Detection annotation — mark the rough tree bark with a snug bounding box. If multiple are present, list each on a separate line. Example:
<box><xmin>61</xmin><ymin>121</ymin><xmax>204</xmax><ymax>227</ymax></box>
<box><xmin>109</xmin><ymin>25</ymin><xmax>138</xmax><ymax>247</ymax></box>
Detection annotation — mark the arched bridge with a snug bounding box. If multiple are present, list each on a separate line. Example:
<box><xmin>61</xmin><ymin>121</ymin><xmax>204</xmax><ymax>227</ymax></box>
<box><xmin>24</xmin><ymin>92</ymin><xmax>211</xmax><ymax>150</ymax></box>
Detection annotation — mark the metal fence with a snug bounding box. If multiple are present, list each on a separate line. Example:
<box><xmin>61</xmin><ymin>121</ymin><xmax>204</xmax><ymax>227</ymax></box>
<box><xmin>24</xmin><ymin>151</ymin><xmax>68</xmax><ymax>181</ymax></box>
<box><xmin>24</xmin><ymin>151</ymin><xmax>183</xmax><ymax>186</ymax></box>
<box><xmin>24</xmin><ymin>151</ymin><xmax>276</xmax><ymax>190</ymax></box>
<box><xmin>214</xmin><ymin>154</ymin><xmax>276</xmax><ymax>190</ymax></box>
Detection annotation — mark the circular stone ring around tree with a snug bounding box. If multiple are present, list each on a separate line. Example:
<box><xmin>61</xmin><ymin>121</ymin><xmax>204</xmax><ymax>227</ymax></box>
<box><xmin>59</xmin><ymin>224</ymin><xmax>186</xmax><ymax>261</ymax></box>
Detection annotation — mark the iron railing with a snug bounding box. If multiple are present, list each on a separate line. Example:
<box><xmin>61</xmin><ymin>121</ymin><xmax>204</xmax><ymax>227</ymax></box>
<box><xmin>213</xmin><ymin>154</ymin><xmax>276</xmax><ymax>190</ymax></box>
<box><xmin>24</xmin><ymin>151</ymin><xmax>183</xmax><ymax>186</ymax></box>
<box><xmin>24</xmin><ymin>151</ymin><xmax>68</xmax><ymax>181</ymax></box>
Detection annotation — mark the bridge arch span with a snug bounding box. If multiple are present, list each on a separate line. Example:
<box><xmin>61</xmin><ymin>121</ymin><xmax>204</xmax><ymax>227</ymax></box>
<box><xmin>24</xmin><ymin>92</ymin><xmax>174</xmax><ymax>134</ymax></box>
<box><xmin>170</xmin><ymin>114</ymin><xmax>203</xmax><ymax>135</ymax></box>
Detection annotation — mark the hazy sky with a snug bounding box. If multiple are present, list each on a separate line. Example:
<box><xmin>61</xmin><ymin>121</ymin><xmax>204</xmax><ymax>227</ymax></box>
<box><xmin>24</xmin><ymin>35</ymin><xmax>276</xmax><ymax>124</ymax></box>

-=-=-=-=-

SHORT TASK: Rewrite every one of the records above as a numbered list, leaving out any blank lines.

CORRECT RESPONSE:
1. Detection annotation — mark the rough tree bark with a snug bounding box. If multiple are present, list each on a separate line. Example:
2. <box><xmin>61</xmin><ymin>121</ymin><xmax>204</xmax><ymax>227</ymax></box>
3. <box><xmin>109</xmin><ymin>25</ymin><xmax>138</xmax><ymax>247</ymax></box>
4. Detection annotation — mark the arched bridge with a snug bounding box. If multiple are present, list each on a separate line. Example:
5. <box><xmin>61</xmin><ymin>121</ymin><xmax>204</xmax><ymax>227</ymax></box>
6. <box><xmin>24</xmin><ymin>92</ymin><xmax>211</xmax><ymax>150</ymax></box>
7. Detection annotation — mark the metal fence with a snug bounding box. If multiple are present, list each on a separate line. Example:
8. <box><xmin>61</xmin><ymin>121</ymin><xmax>204</xmax><ymax>227</ymax></box>
9. <box><xmin>24</xmin><ymin>151</ymin><xmax>68</xmax><ymax>181</ymax></box>
10. <box><xmin>24</xmin><ymin>151</ymin><xmax>183</xmax><ymax>186</ymax></box>
11. <box><xmin>24</xmin><ymin>151</ymin><xmax>276</xmax><ymax>190</ymax></box>
12. <box><xmin>214</xmin><ymin>154</ymin><xmax>276</xmax><ymax>190</ymax></box>
13. Detection annotation — mark the circular stone ring around tree with a snug bounding box. If multiple are present, list each on a separate line. Example:
14. <box><xmin>61</xmin><ymin>121</ymin><xmax>204</xmax><ymax>227</ymax></box>
15. <box><xmin>59</xmin><ymin>224</ymin><xmax>186</xmax><ymax>261</ymax></box>
16. Detection annotation — mark the iron railing with a snug bounding box. If multiple are present, list each on a separate line. Example:
17. <box><xmin>61</xmin><ymin>121</ymin><xmax>204</xmax><ymax>227</ymax></box>
18. <box><xmin>213</xmin><ymin>154</ymin><xmax>276</xmax><ymax>190</ymax></box>
19. <box><xmin>24</xmin><ymin>151</ymin><xmax>183</xmax><ymax>186</ymax></box>
20. <box><xmin>24</xmin><ymin>151</ymin><xmax>68</xmax><ymax>181</ymax></box>
21. Detection annotation — mark the bridge arch span with a snug bounding box. If multiple are present, list each on a separate line. Example:
22. <box><xmin>61</xmin><ymin>121</ymin><xmax>204</xmax><ymax>227</ymax></box>
23. <box><xmin>24</xmin><ymin>92</ymin><xmax>174</xmax><ymax>134</ymax></box>
24. <box><xmin>170</xmin><ymin>114</ymin><xmax>203</xmax><ymax>135</ymax></box>
25. Detection annotation — mark the hazy sky with a snug bounding box. If multiple are present, list each on a separate line. Example:
26. <box><xmin>61</xmin><ymin>121</ymin><xmax>204</xmax><ymax>227</ymax></box>
27. <box><xmin>24</xmin><ymin>35</ymin><xmax>276</xmax><ymax>124</ymax></box>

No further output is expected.